*Exercise description:* In the material below, the lines from the one containing "Target: overlapping leaf" through the one containing "pale green leaf using the picture above." are to be given again exactly, ends included, and no others.

*Information:*
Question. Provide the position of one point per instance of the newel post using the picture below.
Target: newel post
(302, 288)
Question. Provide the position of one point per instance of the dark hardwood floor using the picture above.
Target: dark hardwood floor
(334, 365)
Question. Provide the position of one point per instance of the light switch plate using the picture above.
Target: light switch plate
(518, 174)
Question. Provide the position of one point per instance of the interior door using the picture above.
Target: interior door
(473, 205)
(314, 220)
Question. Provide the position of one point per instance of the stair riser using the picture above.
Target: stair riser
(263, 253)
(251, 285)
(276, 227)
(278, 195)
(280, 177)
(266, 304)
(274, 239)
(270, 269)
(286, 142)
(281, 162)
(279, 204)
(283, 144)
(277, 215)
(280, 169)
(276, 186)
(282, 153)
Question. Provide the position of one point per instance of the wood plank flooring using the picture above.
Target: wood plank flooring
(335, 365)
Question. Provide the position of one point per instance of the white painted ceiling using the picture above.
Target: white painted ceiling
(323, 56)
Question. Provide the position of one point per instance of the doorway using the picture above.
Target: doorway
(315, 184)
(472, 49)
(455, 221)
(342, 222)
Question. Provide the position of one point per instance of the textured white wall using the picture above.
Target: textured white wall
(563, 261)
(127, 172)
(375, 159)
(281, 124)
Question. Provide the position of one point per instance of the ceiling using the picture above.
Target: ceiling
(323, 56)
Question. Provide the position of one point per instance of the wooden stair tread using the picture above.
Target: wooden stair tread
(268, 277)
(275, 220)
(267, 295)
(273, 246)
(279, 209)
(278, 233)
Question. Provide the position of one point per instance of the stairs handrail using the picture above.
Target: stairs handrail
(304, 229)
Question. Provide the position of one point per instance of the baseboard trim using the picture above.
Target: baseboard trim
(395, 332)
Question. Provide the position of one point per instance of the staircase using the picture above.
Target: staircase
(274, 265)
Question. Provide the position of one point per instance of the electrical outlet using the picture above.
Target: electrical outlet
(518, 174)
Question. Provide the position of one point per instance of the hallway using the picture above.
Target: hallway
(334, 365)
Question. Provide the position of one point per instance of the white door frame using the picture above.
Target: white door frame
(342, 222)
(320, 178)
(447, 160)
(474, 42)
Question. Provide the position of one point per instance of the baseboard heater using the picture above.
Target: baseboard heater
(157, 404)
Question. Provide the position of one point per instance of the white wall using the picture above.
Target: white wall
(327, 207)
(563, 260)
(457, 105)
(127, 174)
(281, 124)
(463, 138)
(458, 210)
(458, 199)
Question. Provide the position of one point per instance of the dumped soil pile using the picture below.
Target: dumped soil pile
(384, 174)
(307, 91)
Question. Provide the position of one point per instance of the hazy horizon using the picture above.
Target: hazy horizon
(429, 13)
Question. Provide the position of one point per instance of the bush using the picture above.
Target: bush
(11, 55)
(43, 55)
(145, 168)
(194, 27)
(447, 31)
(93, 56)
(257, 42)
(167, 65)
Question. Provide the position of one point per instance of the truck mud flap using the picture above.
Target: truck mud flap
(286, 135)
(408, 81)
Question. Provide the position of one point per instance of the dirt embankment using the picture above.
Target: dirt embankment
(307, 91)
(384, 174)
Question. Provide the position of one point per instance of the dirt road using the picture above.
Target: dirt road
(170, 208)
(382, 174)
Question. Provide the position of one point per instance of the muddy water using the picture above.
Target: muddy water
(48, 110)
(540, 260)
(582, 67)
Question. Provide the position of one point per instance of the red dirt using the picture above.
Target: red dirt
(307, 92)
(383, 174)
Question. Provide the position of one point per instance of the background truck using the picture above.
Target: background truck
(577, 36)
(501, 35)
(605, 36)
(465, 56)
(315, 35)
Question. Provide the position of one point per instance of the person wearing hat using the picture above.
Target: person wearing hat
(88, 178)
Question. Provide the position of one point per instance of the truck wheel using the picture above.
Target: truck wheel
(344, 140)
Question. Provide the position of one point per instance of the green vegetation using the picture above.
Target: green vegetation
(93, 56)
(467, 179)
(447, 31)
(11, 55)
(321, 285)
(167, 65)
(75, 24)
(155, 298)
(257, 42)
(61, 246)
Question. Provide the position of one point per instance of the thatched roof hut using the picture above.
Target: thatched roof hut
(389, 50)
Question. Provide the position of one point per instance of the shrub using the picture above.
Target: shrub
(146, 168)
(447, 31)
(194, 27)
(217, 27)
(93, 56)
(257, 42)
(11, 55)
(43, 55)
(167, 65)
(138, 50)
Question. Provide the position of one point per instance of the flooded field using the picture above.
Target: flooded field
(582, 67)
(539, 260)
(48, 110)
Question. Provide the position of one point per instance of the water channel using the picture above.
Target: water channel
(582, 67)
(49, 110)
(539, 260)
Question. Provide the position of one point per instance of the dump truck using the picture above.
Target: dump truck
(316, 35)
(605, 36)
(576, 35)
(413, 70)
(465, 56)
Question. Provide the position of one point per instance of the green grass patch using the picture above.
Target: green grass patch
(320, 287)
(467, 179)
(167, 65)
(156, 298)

* * *

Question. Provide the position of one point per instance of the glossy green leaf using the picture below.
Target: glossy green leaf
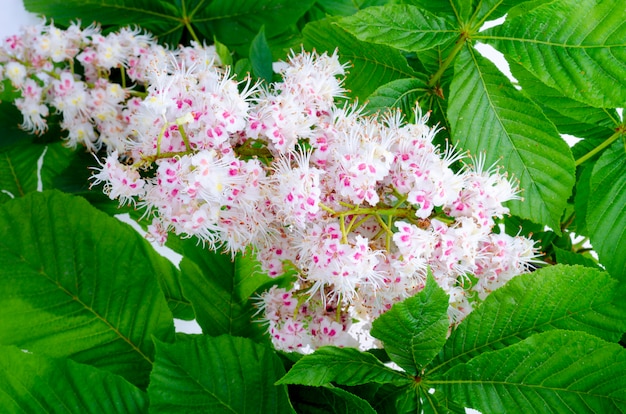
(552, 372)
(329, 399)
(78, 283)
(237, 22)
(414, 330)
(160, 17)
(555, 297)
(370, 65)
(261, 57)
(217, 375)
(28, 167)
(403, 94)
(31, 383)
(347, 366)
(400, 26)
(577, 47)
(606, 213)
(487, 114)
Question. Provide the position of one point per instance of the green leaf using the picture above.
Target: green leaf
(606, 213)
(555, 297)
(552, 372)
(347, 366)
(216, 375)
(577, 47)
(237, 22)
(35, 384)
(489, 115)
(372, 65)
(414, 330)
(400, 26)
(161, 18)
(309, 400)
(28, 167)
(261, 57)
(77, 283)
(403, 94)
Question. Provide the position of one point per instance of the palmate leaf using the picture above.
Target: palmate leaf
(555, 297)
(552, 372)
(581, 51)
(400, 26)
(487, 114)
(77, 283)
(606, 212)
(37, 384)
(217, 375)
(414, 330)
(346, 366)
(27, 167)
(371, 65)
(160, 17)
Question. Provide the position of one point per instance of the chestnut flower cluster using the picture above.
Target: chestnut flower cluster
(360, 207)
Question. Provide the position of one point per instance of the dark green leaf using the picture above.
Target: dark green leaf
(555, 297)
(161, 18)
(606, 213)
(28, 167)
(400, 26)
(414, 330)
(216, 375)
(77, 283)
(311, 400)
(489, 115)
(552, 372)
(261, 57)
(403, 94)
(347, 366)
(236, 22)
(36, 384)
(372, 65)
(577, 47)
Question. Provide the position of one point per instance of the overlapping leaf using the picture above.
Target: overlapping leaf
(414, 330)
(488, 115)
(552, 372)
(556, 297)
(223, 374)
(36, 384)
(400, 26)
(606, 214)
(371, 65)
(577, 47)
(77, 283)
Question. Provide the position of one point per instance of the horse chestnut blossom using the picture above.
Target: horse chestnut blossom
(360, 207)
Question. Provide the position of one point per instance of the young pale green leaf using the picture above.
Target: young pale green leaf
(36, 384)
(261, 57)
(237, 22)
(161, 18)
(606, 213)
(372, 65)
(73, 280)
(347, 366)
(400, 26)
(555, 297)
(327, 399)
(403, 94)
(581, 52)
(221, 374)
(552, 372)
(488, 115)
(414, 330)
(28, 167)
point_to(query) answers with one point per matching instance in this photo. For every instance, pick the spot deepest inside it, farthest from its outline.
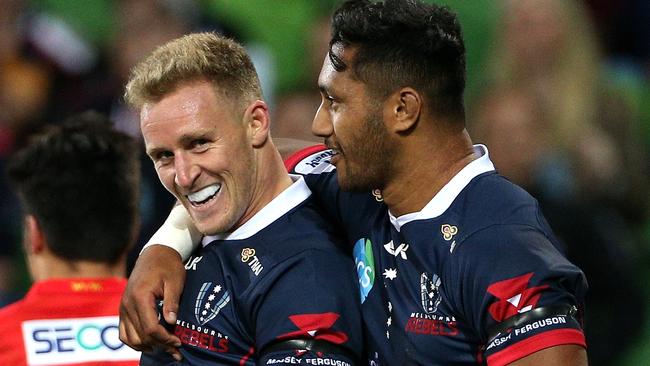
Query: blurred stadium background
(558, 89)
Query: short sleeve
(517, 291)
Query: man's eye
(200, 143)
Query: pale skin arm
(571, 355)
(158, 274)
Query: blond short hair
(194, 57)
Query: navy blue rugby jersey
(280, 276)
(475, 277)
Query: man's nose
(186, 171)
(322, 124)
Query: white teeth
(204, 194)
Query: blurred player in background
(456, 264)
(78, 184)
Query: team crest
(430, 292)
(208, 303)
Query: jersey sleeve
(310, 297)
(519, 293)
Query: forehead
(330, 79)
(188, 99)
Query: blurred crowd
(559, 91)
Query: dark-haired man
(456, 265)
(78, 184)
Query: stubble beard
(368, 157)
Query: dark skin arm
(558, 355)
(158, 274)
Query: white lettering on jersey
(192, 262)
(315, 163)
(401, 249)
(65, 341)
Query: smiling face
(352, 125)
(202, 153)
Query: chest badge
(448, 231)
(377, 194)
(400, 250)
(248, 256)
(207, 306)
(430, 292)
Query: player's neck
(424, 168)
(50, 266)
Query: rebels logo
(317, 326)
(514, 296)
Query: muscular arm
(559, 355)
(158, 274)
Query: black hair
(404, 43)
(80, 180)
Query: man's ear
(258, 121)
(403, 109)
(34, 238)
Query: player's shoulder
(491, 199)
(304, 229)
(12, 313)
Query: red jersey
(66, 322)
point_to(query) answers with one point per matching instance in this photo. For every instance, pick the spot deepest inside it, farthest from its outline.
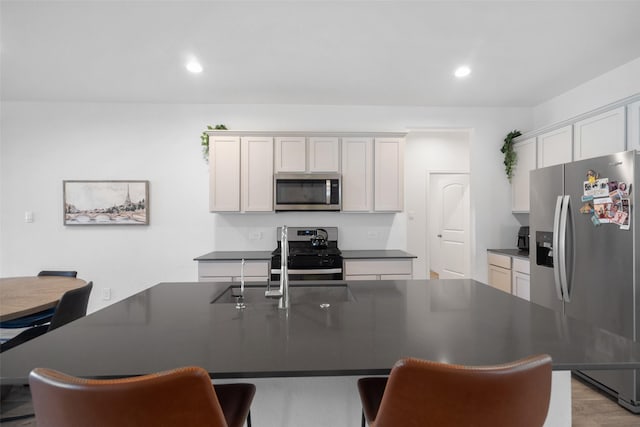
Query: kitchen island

* * *

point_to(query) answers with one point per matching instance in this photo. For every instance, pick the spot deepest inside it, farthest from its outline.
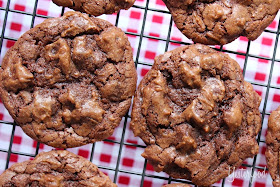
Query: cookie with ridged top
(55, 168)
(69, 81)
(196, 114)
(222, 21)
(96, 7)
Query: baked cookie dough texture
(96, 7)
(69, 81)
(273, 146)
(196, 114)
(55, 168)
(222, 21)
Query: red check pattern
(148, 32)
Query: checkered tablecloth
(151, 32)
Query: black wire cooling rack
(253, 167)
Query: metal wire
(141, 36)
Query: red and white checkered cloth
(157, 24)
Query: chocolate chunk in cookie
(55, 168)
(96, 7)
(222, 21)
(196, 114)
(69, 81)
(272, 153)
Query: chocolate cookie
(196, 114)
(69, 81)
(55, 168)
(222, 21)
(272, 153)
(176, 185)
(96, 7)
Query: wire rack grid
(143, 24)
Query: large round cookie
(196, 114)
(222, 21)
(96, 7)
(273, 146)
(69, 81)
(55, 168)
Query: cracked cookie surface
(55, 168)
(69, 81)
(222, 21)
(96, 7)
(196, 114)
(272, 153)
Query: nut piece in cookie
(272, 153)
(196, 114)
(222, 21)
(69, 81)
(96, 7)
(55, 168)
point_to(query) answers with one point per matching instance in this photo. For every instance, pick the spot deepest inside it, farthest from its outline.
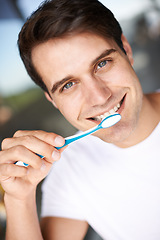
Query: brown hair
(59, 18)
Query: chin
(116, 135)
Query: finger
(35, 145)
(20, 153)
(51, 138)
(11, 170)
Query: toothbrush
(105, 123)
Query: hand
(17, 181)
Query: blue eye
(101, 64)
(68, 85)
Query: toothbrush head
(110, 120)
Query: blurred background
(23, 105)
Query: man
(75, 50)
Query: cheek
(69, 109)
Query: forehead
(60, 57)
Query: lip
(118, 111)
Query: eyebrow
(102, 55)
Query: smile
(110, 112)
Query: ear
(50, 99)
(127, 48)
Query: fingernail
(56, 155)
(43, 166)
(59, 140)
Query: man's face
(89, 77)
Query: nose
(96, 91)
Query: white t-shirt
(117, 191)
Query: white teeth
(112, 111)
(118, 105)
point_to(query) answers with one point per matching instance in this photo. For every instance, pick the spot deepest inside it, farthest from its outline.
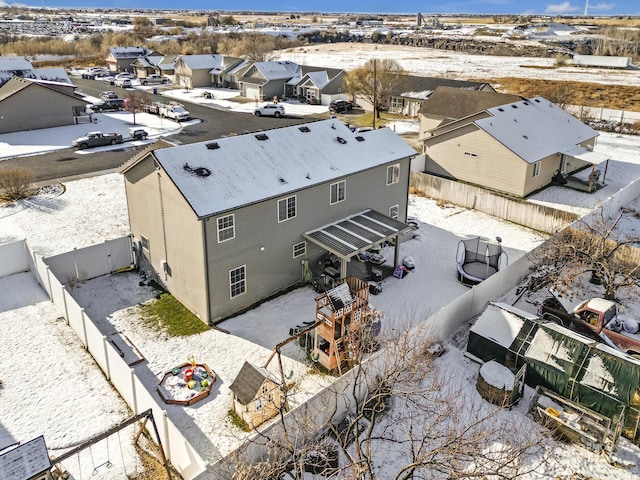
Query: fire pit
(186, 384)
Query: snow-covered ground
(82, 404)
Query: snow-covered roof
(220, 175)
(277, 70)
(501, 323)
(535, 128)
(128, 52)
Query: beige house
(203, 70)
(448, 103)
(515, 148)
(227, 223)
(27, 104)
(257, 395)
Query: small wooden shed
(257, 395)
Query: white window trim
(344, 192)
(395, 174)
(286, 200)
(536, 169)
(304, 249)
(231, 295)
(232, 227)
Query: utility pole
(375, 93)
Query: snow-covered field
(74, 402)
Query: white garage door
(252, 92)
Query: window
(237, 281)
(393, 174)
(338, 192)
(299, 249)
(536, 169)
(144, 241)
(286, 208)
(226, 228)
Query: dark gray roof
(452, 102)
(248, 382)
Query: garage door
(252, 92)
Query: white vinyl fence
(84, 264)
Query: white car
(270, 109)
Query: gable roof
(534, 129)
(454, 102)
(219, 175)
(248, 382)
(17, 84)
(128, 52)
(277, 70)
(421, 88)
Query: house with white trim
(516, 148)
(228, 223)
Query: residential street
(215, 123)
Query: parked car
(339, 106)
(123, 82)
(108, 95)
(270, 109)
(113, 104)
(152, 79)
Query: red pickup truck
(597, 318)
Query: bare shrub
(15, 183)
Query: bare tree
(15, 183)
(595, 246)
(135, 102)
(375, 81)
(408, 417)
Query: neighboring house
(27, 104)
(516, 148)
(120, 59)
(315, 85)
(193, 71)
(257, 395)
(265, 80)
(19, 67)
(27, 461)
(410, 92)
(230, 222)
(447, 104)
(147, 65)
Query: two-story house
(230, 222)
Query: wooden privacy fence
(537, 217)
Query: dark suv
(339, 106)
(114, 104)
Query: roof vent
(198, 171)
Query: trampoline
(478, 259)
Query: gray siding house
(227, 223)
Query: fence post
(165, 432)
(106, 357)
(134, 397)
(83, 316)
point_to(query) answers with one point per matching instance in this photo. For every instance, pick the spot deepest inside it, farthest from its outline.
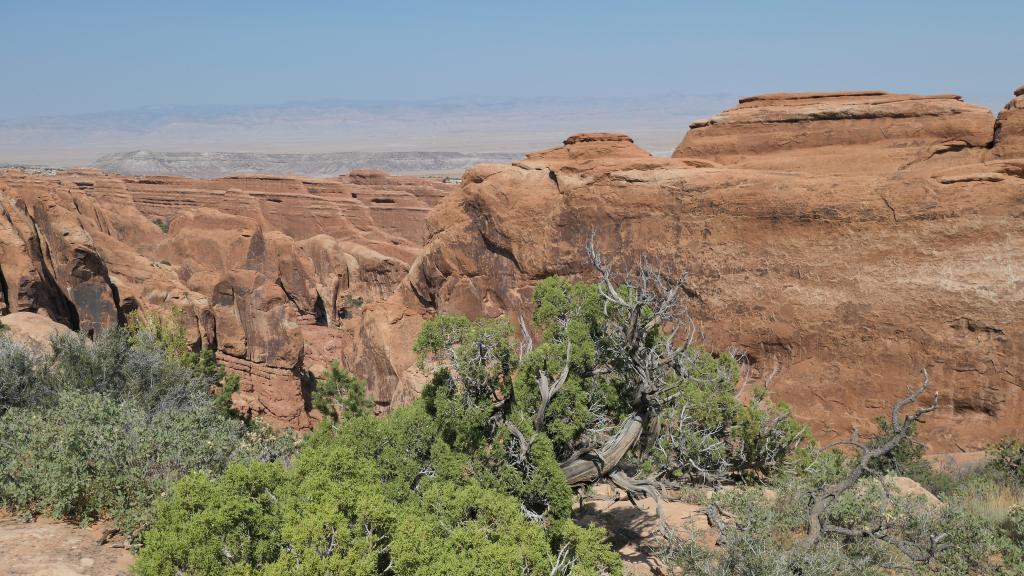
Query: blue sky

*Output of the exercise:*
Target: overlapping leaf
(414, 330)
(488, 115)
(552, 372)
(556, 297)
(223, 374)
(36, 384)
(400, 26)
(606, 214)
(371, 65)
(577, 47)
(77, 283)
Question. Provide the position of one point per instance of the horse chestnut blossom using the picture above.
Target: horse chestnut blossom
(360, 207)
Question. Provide the position of one point per instance of the young pale green leaf using the picture above.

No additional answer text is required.